Exercise directions: Repeat word for word everything in the financial statement notes from "Stock Repurchase Activities" down to "of $318.6 million.".

Source passage:
★ ★ ★ ★

Juniper Networks, Inc.

Notes to Consolidated Financial Statements — (Continued)

Note 9.   Stockholders’ Equity

Stock Repurchase Activities

In March 2008, the Company’s Board of Directors (the “Board”) approved a $1.0 billion stock

repurchase program (the “2008 Stock Repurchase Program”). Under this program, the Company repurchased
approximately 20.7 million shares of our common stock at an average price of $21.91 per share for a total
purchase price of $453.5 million in 2009. As of December 31, 2009, the 2008 Stock Repurchase Program had
remaining authorized funds of $318.6 million.

In 2008, the Company repurchased $604.7 million, or 25.1 million shares of common stock, at an average

purchase price of $24.10 per share, under the 2008 Stock Repurchase Program and the $2.0 billion stock
repurchase program approved in 2006 and 2007 (the “2006 Stock Repurchase Program”). As of December 31,
2008, the 2006 Stock Repurchase Program had no remaining authorized funds available for future stock
repurchases.

All shares of common stock purchased under the 2006 and 2008 Stock Repurchase Programs have been
retired. Future share repurchases under the Company’s 2008 Stock Repurchase Program will be subject to a
review of the circumstances in place at the time and will be made from time to time in private transactions or
open market purchases as permitted by securities laws and other legal requirements. This program may be
discontinued at any time. See Note 16, Subsequent Events, for discussion of our stock repurchase activity in
2010.

Convertible Preferred Stock

There are 10,000,000 shares of convertible preferred stock with a par value of $0.00001 per share
authorized for issuance. No preferred stock was issued and outstanding as of December 31, 2009, and
December 31, 2008.

Note 10.   Employee Benefit Plans

Stock Option Plans

2006 Equity Incentive Plan

On May 18, 2006, the Company’s stockholders adopted the Company’s 2006 Equity Incentive Plan (the
“2006 Plan”) to enable the granting of incentive stock options, nonstatutory stock options, RSUs, restricted
stock, stock appreciation rights, performance shares, performance units, deferred stock units, and dividend
equivalents to the employees and consultants of the Company. The 2006 Plan also provides for automatic,
non-discretionary awards of nonstatutory stock options and RSUs to the Company’s non-employee members
of the Board.

★ ★ ★ ★

Provided data:
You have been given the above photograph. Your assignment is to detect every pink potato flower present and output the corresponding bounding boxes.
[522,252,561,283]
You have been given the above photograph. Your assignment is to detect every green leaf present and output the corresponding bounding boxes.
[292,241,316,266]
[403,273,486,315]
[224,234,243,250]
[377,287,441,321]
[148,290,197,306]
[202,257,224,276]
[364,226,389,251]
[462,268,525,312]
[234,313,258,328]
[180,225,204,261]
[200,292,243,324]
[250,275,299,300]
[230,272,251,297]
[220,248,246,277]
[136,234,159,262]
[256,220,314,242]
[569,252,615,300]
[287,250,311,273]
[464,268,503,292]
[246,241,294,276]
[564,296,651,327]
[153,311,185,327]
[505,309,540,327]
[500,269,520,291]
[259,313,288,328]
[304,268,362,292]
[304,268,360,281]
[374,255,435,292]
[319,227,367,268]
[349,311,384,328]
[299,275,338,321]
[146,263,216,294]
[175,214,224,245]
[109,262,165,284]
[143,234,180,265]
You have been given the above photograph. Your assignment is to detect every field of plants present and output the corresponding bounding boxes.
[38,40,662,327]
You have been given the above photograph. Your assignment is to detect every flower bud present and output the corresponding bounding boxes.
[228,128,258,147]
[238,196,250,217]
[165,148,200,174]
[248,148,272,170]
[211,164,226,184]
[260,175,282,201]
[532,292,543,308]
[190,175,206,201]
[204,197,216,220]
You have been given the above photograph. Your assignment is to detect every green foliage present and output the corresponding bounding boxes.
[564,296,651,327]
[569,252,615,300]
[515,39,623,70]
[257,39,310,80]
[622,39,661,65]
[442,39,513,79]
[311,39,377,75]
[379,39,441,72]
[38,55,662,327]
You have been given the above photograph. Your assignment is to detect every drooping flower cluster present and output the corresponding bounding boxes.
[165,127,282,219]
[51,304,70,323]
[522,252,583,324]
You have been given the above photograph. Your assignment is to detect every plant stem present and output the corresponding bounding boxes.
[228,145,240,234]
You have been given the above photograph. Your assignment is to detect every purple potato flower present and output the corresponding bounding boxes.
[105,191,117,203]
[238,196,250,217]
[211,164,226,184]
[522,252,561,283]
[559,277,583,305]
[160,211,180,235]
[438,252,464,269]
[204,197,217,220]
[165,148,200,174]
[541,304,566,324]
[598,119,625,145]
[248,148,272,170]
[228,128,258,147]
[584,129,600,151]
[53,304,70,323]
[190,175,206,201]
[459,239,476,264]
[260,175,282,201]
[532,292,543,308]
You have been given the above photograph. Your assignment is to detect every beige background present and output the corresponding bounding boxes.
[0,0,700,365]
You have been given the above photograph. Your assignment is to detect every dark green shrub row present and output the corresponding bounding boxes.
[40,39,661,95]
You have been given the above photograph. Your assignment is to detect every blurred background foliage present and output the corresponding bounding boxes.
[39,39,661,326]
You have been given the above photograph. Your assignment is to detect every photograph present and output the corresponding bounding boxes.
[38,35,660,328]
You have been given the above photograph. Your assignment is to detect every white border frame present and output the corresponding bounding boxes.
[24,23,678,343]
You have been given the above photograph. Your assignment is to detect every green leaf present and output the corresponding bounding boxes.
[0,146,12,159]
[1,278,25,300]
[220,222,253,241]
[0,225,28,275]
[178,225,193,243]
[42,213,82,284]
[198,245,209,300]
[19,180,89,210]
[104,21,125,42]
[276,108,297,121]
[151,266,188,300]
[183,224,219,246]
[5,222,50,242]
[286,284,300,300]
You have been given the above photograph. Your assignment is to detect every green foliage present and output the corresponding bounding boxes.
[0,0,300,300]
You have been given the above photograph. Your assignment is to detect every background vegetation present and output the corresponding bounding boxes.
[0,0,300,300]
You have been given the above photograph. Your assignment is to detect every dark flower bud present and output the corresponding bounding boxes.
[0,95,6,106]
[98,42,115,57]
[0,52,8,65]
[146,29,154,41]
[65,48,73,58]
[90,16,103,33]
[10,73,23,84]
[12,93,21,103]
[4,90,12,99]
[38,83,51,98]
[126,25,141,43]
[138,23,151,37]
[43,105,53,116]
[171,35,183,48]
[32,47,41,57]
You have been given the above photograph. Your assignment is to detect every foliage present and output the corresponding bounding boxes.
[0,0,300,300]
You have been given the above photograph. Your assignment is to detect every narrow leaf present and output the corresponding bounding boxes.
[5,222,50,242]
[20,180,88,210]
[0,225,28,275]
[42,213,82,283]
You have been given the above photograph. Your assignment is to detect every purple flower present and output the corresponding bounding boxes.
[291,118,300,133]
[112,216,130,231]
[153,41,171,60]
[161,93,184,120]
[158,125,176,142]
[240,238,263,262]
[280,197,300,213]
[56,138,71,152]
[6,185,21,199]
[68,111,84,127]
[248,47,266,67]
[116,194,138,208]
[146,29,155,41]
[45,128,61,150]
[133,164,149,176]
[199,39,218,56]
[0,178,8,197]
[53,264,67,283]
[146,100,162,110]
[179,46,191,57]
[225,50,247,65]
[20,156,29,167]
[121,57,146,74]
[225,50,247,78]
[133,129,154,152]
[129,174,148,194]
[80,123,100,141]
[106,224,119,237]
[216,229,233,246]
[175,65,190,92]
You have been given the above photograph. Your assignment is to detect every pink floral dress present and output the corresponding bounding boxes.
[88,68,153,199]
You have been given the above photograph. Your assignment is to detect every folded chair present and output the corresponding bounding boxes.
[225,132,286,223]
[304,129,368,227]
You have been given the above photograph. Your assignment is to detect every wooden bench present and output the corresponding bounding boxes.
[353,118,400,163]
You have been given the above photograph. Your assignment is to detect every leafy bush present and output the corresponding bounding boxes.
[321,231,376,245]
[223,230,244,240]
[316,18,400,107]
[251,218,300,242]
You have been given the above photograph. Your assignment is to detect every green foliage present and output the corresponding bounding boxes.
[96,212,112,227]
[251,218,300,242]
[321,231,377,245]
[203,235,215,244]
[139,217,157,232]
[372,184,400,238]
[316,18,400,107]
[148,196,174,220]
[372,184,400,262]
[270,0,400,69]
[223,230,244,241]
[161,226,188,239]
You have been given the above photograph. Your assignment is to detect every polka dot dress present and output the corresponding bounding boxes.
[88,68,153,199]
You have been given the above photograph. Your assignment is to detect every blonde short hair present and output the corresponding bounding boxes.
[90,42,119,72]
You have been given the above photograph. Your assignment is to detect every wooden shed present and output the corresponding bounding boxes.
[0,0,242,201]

★ ★ ★ ★

Response for this exercise:
Stock Repurchase Activities

In March 2008, the Company’s Board of Directors (the “Board”) approved a $1.0 billion stock

repurchase program (the “2008 Stock Repurchase Program”). Under this program, the Company repurchased
approximately 20.7 million shares of our common stock at an average price of $21.91 per share for a total
purchase price of $453.5 million in 2009. As of December 31, 2009, the 2008 Stock Repurchase Program had
remaining authorized funds of $318.6 million.